***** The data

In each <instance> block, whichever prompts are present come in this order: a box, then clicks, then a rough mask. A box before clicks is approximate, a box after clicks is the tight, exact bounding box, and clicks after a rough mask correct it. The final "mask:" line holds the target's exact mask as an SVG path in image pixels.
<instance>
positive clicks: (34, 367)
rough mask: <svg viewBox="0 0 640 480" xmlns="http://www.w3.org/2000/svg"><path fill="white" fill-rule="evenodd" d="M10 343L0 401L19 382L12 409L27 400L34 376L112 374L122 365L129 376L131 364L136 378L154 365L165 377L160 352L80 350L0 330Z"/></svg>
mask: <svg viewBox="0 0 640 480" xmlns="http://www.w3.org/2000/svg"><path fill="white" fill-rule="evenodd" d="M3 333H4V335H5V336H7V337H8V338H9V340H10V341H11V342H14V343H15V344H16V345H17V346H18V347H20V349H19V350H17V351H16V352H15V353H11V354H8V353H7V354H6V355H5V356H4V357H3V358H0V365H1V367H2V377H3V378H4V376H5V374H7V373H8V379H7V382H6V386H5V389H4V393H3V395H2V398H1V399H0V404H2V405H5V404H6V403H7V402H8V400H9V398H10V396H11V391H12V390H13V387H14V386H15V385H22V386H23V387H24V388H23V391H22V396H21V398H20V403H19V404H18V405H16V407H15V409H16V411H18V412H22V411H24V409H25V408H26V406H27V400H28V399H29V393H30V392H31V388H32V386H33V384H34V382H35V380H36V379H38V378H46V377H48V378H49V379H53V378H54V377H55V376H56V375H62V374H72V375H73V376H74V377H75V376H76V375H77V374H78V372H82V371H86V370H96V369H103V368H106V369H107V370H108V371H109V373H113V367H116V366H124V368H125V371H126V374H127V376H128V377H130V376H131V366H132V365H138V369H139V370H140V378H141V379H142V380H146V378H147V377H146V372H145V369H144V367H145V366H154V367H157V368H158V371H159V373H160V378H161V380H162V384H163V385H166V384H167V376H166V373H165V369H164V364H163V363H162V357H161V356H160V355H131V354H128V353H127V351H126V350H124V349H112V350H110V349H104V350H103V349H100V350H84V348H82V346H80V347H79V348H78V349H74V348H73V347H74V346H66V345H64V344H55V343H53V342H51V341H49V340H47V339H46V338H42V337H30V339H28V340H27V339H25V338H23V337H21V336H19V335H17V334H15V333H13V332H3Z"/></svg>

**********

Give back each entry above precisely as it was written.

Exercise answer =>
In each <instance> block, whichever prompts are present come in this order: a box, then clicks, then a rough mask. A box before clicks is approximate, a box after clicks is the tight, exact bounding box, and clicks after a rough mask correct it. The final "mask:" line holds the target's exact mask as an SVG path in image pixels.
<instance>
positive clicks: (34, 367)
rough mask: <svg viewBox="0 0 640 480" xmlns="http://www.w3.org/2000/svg"><path fill="white" fill-rule="evenodd" d="M10 343L0 401L19 382L12 409L27 400L34 376L112 374L122 365L129 376L131 364L136 378L154 365L165 377L160 352L80 350L0 330Z"/></svg>
mask: <svg viewBox="0 0 640 480" xmlns="http://www.w3.org/2000/svg"><path fill="white" fill-rule="evenodd" d="M3 333H4V335H5V336H7V337H8V338H9V340H10V341H11V342H14V343H15V344H16V345H17V346H18V347H20V349H19V350H17V351H16V352H15V353H11V354H8V353H7V354H6V355H5V356H4V357H3V358H0V365H1V367H2V377H3V378H4V376H5V374H7V373H8V379H7V382H6V386H5V389H4V393H3V395H2V398H1V399H0V404H2V405H5V404H6V403H7V402H8V400H9V398H10V396H11V391H12V390H13V387H14V386H15V385H22V386H23V387H24V388H23V391H22V396H21V398H20V403H19V404H18V405H16V407H15V409H16V411H18V412H22V411H24V409H25V408H26V406H27V400H28V399H29V393H30V392H31V388H32V386H33V384H34V382H35V380H36V379H38V378H46V377H48V378H49V379H53V378H54V377H55V376H56V375H62V374H72V375H73V376H74V377H75V376H76V375H77V374H78V372H82V371H86V370H96V369H103V368H106V369H107V370H108V371H109V373H113V367H116V366H124V368H125V371H126V374H127V376H128V377H130V376H131V366H132V365H138V369H139V370H140V378H141V379H142V380H146V378H147V377H146V372H145V369H144V367H145V366H154V367H157V368H158V371H159V373H160V378H161V380H162V384H163V385H166V384H167V376H166V373H165V369H164V364H163V363H162V357H161V356H160V355H131V354H128V353H127V351H126V350H124V349H112V350H110V349H104V350H103V349H100V350H84V348H82V346H80V347H79V348H78V349H74V348H73V347H74V346H66V345H64V344H55V343H53V342H51V341H49V340H47V339H46V338H42V337H30V339H28V340H27V339H25V338H23V337H21V336H19V335H17V334H15V333H13V332H3Z"/></svg>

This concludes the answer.